▸ Requirement
Retype the records below exactly, starting at the line that contains "Every instance of the algae" and ending at the last line of the records, and leave the pictures out of your copy.

▸ Supplied records
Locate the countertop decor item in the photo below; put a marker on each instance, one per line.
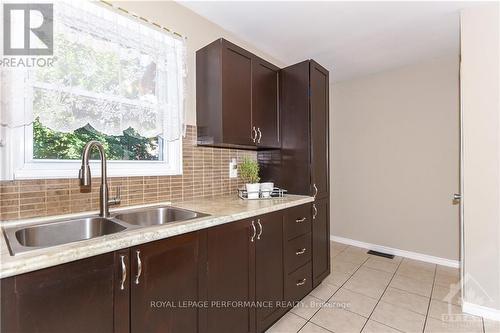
(249, 171)
(275, 192)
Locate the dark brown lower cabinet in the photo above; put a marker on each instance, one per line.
(167, 279)
(81, 296)
(269, 263)
(320, 241)
(231, 277)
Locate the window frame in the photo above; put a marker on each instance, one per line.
(25, 167)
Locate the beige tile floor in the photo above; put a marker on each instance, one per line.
(370, 294)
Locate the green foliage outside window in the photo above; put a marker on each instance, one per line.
(49, 144)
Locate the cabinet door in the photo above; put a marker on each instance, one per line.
(269, 268)
(321, 241)
(265, 112)
(319, 130)
(230, 277)
(166, 275)
(73, 297)
(236, 95)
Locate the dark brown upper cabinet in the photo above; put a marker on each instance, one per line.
(236, 98)
(302, 164)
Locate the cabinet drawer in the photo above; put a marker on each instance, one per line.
(297, 252)
(297, 221)
(299, 283)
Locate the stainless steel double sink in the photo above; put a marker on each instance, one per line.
(26, 238)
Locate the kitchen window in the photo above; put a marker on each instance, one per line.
(114, 79)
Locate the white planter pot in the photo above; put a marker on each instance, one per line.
(266, 189)
(253, 190)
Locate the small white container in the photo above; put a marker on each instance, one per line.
(266, 189)
(253, 190)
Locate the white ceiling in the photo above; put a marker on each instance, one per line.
(349, 38)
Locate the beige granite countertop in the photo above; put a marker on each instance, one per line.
(221, 209)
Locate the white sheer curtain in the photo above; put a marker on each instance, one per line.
(110, 71)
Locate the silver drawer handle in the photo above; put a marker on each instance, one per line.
(301, 282)
(260, 229)
(301, 251)
(124, 272)
(254, 231)
(139, 266)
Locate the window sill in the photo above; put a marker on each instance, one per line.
(56, 170)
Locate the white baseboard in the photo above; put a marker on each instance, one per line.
(397, 252)
(482, 311)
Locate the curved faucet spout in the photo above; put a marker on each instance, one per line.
(86, 178)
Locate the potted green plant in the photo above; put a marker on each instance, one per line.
(249, 172)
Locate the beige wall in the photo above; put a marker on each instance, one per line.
(481, 119)
(199, 32)
(395, 158)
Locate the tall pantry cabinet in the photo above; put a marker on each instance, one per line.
(302, 164)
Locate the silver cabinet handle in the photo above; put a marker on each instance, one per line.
(301, 251)
(301, 282)
(254, 231)
(260, 229)
(139, 266)
(124, 272)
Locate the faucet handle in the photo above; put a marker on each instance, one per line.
(118, 197)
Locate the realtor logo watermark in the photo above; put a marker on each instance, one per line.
(28, 34)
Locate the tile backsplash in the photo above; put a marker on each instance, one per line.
(205, 174)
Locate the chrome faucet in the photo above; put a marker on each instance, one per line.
(86, 178)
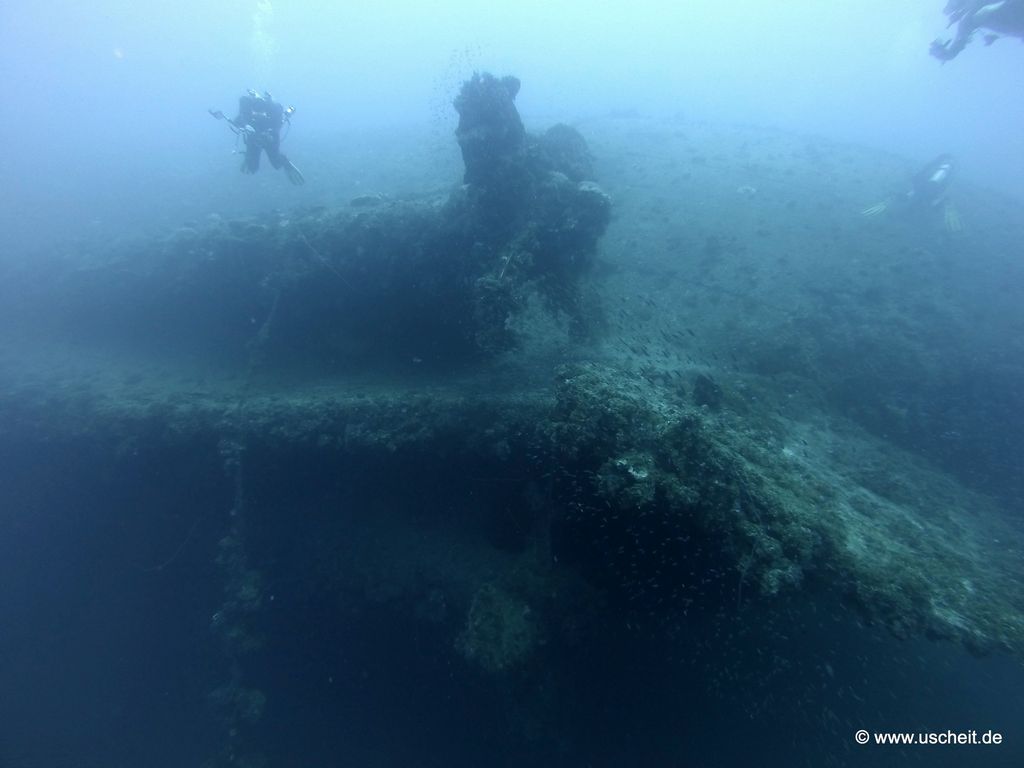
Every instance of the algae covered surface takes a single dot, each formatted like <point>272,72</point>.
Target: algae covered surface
<point>696,451</point>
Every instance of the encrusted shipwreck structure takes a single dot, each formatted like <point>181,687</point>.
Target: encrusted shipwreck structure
<point>325,429</point>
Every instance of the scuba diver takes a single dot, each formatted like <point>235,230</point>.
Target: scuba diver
<point>1003,17</point>
<point>259,122</point>
<point>928,192</point>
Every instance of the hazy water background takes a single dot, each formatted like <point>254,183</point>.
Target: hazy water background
<point>107,134</point>
<point>104,107</point>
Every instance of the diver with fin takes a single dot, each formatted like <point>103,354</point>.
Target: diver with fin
<point>929,192</point>
<point>1004,17</point>
<point>259,122</point>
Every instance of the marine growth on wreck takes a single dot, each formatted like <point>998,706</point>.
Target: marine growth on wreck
<point>585,443</point>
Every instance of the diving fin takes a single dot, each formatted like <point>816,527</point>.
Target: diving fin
<point>293,174</point>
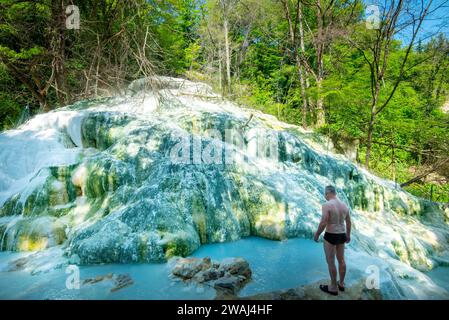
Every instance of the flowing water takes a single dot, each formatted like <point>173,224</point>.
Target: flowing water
<point>122,184</point>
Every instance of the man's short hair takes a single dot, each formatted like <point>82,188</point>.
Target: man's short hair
<point>330,189</point>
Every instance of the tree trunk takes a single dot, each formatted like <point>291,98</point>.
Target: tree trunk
<point>58,44</point>
<point>304,80</point>
<point>228,54</point>
<point>320,120</point>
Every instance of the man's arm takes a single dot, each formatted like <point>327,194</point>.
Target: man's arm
<point>348,227</point>
<point>323,223</point>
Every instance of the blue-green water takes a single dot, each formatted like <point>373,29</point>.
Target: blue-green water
<point>275,265</point>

▸ Task result
Every instance of the algae covered surface takes a single dot, each formatted like <point>272,72</point>.
Target: algae covered surface
<point>696,451</point>
Every instance of the encrusted shipwreck structure takes a single dot, each formatted like <point>181,687</point>.
Target: encrusted shipwreck structure
<point>325,429</point>
Every instance of the scuba diver takes a single dot, each formatted like <point>235,230</point>.
Target: scuba diver
<point>1003,17</point>
<point>259,122</point>
<point>928,192</point>
Every instance of the hazy water background takes a single dot, each formatted like <point>254,183</point>.
Target: hazy water background
<point>107,134</point>
<point>104,107</point>
Every instance of the diver with fin takes a single dot, each formatted like <point>103,354</point>.
Target: diver with fin
<point>929,192</point>
<point>1004,17</point>
<point>259,122</point>
Every instance of the marine growth on wreck takes a single dot, each formatted like <point>998,706</point>.
Target: marine growth on wreck
<point>585,443</point>
Every instance of the diving fin takes a single dot, each formatted like <point>816,527</point>.
Target: diving fin
<point>293,174</point>
Every instance of the flowing water takes a single dot, each formatted like <point>173,224</point>.
Target: flowing water
<point>122,184</point>
Every instance of the man's short hair takes a single dot, each formatted like <point>82,188</point>.
Target: man's short hair
<point>330,189</point>
Every instance of the tree trunk takes a single dot, each formatted like <point>291,98</point>.
Target: tree trunk
<point>58,44</point>
<point>304,80</point>
<point>228,54</point>
<point>320,120</point>
Every instance of the man's arm takes a single dot, each formatted like <point>327,194</point>.
Target: man's arm
<point>348,227</point>
<point>323,223</point>
Every instance of the blue-green water takes a single dot, each formatted like <point>373,29</point>.
Target: blue-green water
<point>275,265</point>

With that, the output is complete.